Source data ::

───

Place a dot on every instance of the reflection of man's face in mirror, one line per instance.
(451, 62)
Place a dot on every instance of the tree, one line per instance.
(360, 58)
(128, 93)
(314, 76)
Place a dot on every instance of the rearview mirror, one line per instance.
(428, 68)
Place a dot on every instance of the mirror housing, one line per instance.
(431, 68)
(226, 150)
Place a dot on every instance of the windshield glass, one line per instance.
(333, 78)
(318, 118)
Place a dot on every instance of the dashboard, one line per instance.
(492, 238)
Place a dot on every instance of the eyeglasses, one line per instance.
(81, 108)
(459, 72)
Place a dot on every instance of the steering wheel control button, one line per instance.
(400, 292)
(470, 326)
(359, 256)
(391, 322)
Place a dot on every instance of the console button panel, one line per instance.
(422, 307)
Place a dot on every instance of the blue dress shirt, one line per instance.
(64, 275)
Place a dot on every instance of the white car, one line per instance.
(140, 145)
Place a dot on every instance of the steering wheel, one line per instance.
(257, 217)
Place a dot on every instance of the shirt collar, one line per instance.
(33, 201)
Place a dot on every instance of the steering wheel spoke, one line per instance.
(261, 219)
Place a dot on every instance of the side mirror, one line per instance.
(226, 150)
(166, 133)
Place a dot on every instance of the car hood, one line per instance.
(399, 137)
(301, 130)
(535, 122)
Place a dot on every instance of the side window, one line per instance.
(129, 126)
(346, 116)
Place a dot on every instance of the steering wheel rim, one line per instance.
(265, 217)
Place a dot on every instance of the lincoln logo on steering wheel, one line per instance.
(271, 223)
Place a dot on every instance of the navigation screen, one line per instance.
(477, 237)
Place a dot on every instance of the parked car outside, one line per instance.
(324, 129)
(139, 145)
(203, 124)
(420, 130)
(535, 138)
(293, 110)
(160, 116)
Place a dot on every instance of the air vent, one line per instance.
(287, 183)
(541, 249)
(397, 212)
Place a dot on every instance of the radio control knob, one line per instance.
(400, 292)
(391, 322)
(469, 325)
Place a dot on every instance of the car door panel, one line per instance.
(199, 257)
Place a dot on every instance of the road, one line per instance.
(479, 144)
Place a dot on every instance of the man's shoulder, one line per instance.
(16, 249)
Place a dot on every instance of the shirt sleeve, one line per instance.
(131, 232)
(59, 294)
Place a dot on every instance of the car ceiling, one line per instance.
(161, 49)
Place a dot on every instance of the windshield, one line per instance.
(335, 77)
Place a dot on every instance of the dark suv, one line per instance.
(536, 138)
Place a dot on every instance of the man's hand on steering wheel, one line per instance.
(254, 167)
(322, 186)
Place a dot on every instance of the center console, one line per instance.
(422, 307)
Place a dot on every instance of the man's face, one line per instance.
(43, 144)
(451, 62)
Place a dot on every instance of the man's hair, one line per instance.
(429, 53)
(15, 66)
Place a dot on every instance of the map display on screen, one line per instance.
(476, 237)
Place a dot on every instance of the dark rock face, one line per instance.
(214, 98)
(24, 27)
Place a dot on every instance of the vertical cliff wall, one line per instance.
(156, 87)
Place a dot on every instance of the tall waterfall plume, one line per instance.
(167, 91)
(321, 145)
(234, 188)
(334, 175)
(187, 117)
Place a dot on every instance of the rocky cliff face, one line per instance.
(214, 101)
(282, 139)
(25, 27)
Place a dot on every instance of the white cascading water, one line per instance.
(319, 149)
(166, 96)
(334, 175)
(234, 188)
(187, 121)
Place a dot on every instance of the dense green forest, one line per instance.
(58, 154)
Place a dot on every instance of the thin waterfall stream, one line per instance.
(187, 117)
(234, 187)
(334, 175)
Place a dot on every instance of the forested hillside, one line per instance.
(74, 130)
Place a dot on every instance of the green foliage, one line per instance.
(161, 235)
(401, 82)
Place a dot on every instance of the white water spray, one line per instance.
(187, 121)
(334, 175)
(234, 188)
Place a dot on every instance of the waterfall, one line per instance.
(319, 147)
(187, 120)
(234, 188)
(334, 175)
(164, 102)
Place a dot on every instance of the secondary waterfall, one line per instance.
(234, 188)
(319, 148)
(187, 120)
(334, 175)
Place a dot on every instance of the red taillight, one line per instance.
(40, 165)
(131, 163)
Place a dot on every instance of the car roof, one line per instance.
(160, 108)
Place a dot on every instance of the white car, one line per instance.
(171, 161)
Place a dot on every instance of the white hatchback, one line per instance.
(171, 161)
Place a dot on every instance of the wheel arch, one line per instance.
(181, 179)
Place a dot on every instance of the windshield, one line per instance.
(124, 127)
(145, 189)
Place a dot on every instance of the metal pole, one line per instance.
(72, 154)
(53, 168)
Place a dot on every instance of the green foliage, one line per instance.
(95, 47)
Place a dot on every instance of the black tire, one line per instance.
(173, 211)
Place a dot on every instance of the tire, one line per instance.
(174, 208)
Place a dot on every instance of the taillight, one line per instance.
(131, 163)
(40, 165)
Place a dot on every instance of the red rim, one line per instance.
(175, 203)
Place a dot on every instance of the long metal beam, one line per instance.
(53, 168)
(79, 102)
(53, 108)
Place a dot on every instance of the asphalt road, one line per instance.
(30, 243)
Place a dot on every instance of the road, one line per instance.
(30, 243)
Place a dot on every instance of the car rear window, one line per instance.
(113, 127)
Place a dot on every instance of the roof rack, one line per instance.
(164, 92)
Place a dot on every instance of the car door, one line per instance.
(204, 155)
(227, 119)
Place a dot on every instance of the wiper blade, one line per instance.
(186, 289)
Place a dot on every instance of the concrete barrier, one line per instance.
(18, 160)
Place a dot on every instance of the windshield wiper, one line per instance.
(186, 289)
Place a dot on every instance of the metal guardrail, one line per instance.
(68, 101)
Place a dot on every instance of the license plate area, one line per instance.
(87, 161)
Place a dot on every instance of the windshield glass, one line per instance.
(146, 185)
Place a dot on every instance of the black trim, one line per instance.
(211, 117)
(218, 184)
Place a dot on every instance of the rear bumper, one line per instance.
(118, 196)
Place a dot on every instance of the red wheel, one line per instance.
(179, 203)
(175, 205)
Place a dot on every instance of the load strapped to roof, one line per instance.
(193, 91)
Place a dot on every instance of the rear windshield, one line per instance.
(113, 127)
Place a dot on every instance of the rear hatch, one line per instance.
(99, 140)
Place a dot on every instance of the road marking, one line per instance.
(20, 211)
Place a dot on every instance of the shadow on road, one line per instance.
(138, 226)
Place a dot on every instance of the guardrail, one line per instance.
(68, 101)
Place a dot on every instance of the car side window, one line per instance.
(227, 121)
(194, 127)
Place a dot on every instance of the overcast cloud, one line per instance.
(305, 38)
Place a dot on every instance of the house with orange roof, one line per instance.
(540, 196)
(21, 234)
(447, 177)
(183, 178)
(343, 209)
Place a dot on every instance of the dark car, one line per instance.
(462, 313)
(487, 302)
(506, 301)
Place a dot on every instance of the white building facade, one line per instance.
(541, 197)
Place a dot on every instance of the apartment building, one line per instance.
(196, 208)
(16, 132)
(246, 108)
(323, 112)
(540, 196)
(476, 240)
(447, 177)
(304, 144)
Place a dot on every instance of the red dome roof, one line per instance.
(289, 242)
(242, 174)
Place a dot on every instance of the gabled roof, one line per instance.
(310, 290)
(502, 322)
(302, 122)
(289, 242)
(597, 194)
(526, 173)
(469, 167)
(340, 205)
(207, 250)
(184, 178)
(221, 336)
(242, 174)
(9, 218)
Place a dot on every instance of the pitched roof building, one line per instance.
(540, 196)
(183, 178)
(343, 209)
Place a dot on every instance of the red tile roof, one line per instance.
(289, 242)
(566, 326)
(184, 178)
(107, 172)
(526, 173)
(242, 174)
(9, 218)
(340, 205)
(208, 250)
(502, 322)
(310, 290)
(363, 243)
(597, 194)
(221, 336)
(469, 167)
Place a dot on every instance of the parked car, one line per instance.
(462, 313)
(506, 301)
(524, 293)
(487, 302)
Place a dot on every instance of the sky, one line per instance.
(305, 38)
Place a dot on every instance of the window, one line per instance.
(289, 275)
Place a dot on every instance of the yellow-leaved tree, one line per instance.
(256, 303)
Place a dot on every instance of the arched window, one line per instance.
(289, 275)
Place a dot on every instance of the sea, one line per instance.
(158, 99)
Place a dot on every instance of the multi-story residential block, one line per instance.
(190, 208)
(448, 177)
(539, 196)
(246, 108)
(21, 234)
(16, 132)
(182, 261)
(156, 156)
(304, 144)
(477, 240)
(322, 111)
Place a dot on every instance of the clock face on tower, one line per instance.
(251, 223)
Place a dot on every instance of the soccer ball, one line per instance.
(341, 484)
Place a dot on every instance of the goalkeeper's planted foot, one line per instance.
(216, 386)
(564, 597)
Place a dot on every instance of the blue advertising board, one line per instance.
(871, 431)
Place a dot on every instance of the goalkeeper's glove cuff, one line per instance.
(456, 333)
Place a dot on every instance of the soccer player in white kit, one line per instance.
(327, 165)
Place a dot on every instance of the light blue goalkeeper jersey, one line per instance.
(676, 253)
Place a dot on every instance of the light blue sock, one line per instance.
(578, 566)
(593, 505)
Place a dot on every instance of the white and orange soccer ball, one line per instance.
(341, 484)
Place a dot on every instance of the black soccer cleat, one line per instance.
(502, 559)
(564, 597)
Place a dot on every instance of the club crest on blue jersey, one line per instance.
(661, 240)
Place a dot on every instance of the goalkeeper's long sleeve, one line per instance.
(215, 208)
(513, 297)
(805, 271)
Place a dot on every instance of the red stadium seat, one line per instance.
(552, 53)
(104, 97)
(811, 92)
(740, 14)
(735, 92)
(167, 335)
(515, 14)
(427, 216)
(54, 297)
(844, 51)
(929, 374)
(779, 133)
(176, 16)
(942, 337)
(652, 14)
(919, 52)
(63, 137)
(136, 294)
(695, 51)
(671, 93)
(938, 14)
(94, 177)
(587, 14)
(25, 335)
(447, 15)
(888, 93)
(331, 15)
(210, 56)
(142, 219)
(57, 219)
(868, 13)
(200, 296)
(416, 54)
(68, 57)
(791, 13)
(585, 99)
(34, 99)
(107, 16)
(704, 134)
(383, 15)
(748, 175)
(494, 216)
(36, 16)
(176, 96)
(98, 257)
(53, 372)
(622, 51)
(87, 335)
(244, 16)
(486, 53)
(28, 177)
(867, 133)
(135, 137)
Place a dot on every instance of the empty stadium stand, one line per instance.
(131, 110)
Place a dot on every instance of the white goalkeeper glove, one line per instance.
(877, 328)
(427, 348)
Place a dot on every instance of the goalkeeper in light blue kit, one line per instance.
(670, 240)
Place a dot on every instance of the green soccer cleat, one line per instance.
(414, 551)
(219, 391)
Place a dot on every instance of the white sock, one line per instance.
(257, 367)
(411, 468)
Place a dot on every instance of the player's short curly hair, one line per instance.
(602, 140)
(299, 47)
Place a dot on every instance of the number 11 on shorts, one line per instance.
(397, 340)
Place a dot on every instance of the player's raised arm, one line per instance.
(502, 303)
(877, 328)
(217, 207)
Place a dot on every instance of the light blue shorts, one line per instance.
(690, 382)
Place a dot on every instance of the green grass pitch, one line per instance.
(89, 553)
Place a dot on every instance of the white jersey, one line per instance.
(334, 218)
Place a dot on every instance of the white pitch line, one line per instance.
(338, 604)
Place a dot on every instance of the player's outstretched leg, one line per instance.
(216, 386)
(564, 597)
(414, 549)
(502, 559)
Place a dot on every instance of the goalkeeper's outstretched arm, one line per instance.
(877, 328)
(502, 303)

───

TO DO ::
Locate "Place a dot on every instance of the player's raised" in the material, then quote the line that contains it and all lines after it through the final one.

CORRECT OUTPUT ::
Place a dot on every instance of the player's raised arm, one line per instance.
(502, 303)
(877, 328)
(217, 207)
Place a dot on every instance of the light blue shorts, one line per instance.
(690, 382)
Place a dot on every instance of the green grass pitch, one line per instance.
(89, 553)
Place a dot on every instance of the white jersey, one line per instance.
(334, 218)
Place a dot on every instance of the white pitch line, one line per instance.
(338, 604)
Place a dot on every instance of the player's outstretched leg, one line per instance.
(216, 386)
(564, 597)
(414, 549)
(502, 559)
Place a dot on every instance of the goalkeeper's outstretched arm, one line per instance.
(877, 328)
(502, 303)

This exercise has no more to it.